▶ RECORDS TO PROCESS:
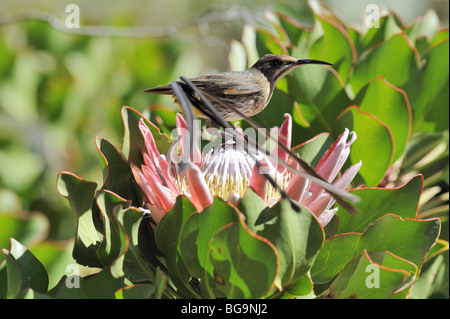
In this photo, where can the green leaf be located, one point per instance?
(245, 264)
(27, 228)
(113, 244)
(196, 237)
(431, 109)
(131, 263)
(363, 278)
(168, 236)
(116, 171)
(251, 206)
(410, 239)
(297, 237)
(336, 252)
(303, 287)
(312, 150)
(391, 106)
(376, 202)
(138, 291)
(80, 194)
(160, 283)
(101, 285)
(373, 147)
(23, 270)
(321, 97)
(133, 141)
(335, 46)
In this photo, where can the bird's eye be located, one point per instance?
(278, 62)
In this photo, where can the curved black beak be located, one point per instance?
(311, 61)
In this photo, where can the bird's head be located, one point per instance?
(275, 66)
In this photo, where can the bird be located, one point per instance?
(247, 91)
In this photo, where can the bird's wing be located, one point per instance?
(229, 83)
(163, 89)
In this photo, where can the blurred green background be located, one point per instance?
(58, 90)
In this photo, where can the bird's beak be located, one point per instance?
(311, 61)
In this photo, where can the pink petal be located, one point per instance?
(200, 195)
(331, 163)
(258, 181)
(296, 188)
(167, 177)
(325, 201)
(321, 204)
(146, 190)
(156, 213)
(326, 216)
(149, 141)
(345, 179)
(149, 163)
(284, 137)
(166, 201)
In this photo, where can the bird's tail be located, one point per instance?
(163, 89)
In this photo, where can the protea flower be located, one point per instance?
(228, 171)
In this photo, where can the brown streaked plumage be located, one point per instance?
(248, 91)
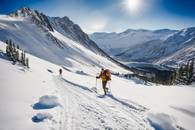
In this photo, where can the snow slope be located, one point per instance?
(172, 50)
(37, 99)
(162, 46)
(116, 43)
(35, 34)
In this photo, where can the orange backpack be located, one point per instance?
(107, 74)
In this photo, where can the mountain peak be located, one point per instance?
(22, 12)
(36, 17)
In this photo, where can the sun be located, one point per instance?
(132, 6)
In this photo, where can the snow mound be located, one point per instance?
(161, 121)
(41, 117)
(46, 102)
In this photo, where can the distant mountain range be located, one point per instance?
(169, 47)
(55, 39)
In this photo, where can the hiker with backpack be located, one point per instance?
(60, 72)
(105, 77)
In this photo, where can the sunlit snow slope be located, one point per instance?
(37, 99)
(33, 32)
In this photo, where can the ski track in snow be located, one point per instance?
(87, 110)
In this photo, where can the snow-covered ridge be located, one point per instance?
(35, 33)
(39, 99)
(115, 43)
(159, 46)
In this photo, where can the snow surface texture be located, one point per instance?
(76, 106)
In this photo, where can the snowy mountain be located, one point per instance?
(57, 40)
(161, 46)
(176, 48)
(115, 43)
(39, 99)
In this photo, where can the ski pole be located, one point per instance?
(96, 83)
(109, 86)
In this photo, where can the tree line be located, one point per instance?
(16, 54)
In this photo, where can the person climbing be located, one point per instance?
(105, 76)
(60, 72)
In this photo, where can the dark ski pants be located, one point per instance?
(104, 86)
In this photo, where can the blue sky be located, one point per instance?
(114, 15)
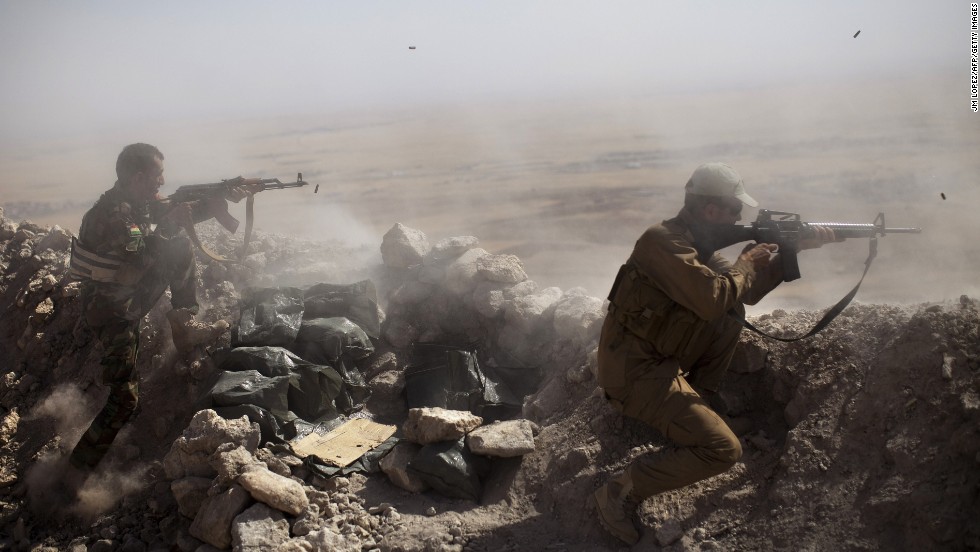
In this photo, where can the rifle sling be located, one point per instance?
(829, 316)
(249, 216)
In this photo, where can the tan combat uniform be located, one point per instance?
(125, 267)
(667, 329)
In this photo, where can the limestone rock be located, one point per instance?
(57, 239)
(507, 269)
(230, 461)
(579, 317)
(395, 466)
(7, 230)
(488, 299)
(402, 247)
(502, 439)
(461, 274)
(525, 312)
(527, 287)
(410, 293)
(450, 248)
(189, 453)
(190, 493)
(329, 539)
(259, 528)
(431, 425)
(281, 493)
(212, 524)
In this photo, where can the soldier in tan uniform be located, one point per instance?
(130, 249)
(667, 340)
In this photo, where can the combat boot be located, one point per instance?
(616, 507)
(189, 333)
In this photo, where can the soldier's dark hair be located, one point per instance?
(136, 158)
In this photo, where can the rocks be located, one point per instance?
(461, 274)
(190, 493)
(189, 454)
(213, 521)
(402, 247)
(526, 312)
(431, 425)
(57, 239)
(579, 317)
(502, 439)
(229, 461)
(507, 269)
(281, 493)
(395, 466)
(450, 248)
(259, 528)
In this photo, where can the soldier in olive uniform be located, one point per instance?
(129, 250)
(667, 342)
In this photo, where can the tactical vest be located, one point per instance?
(639, 305)
(87, 265)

▶ WHAT YOU NEED TO DO: Without the pictures, print all of the records exactly.

▶ REPLY:
In this photo, where can the green leaf be located, one point per instance?
(245, 264)
(27, 228)
(113, 244)
(196, 237)
(431, 109)
(131, 263)
(363, 278)
(168, 236)
(116, 171)
(251, 206)
(410, 239)
(297, 237)
(336, 252)
(303, 287)
(312, 150)
(391, 106)
(376, 202)
(138, 291)
(80, 194)
(160, 283)
(101, 285)
(373, 147)
(23, 270)
(321, 97)
(133, 141)
(335, 46)
In this photo, where can the bird's eye be located, one point per instance?
(278, 62)
In this photo, where can the curved black beak be located, one point per instance?
(311, 61)
In this photo, where can the bird's head be located, one point per instance?
(275, 66)
In this photo, where can the bird be located, one point per instance?
(247, 91)
In this photo, where can the bird's wing be located, one point per instance?
(229, 83)
(163, 89)
In this photo, where can the blurred green background be located, one point per instance?
(58, 90)
In this photo, where can the bird's beak be located, one point per instance?
(311, 61)
In this photo, where can the pink petal be located, one point per instance?
(200, 195)
(331, 163)
(258, 181)
(296, 188)
(167, 177)
(325, 201)
(321, 204)
(146, 190)
(156, 213)
(326, 216)
(149, 141)
(345, 179)
(149, 163)
(284, 137)
(166, 201)
In this photo, where can the bird's tail be located, one point per instance?
(163, 89)
In this photo, where can the protea flower be located, one point per instance?
(228, 171)
In this photo, where can the brown streaked plumage be located, one point per instance?
(248, 91)
In this photo, where can the snow slope be located, one point per instance?
(172, 50)
(37, 99)
(162, 46)
(116, 43)
(35, 34)
In this photo, where can the orange backpack be located, one point per instance?
(107, 74)
In this photo, where can the mountain peak be located, one point per instance?
(22, 12)
(36, 17)
In this photo, where can the sun be located, one point per instance?
(132, 6)
In this photo, where can the snow mound be located, one point per instance?
(161, 121)
(41, 117)
(46, 102)
In this photo, where can the distant mountain range be located, one point per instance?
(169, 47)
(55, 39)
In this photo, where can the hiker with backpack be located, one point per instance?
(60, 72)
(105, 77)
In this photo, where can the sunlit snow slope be located, one point per instance?
(37, 99)
(33, 32)
In this photo, where can the ski track in snow be located, one point per instance?
(87, 110)
In this photo, where can the snow-covered ridge be located, one point per instance?
(35, 33)
(39, 99)
(115, 43)
(159, 46)
In this photo, where can the snow surface texture be located, one point per instance?
(76, 106)
In this photo, where can the snowy mountain be located, one point per instance?
(57, 40)
(161, 46)
(176, 48)
(115, 43)
(39, 99)
In this photo, where can the ski pole be located, one point per instance?
(96, 83)
(109, 86)
In this photo, where can the tree line be located, one point per instance?
(16, 54)
In this photo, where can the person climbing be located, one point per instance?
(105, 76)
(60, 72)
In this photo, where can the dark ski pants be located, one point per instance?
(104, 86)
In this photo, where can the blue sky be located, one point per instance?
(114, 15)
In this photo, where can the rifle sling be located, one point per instance?
(829, 316)
(249, 216)
In this photo, where can the tan combat uniform be located, one point per instance?
(125, 267)
(667, 329)
In this photo, where can the limestone rock be located, one point per instance?
(57, 239)
(507, 269)
(230, 461)
(579, 317)
(395, 466)
(7, 230)
(488, 299)
(402, 247)
(502, 439)
(461, 274)
(525, 312)
(527, 287)
(410, 293)
(450, 248)
(189, 453)
(190, 493)
(329, 539)
(259, 528)
(431, 425)
(281, 493)
(212, 524)
In this photo, where can the soldier in tan uniform be located, one point per instance?
(130, 249)
(667, 340)
In this photo, where can the combat boot be located, one point per instance?
(616, 507)
(189, 333)
In this photo, where can the soldier's dark hair be located, one point per instance?
(136, 158)
In this photo, where can the rocks be located, one point per instance?
(461, 274)
(190, 493)
(189, 454)
(213, 521)
(402, 247)
(526, 312)
(431, 425)
(57, 239)
(579, 317)
(502, 439)
(229, 461)
(507, 269)
(281, 493)
(395, 466)
(450, 248)
(259, 528)
In this photo, where can the soldier in olive uniform be located, one point per instance?
(129, 250)
(667, 342)
In this photo, where can the tactical vest be located, one point per instance?
(639, 305)
(87, 265)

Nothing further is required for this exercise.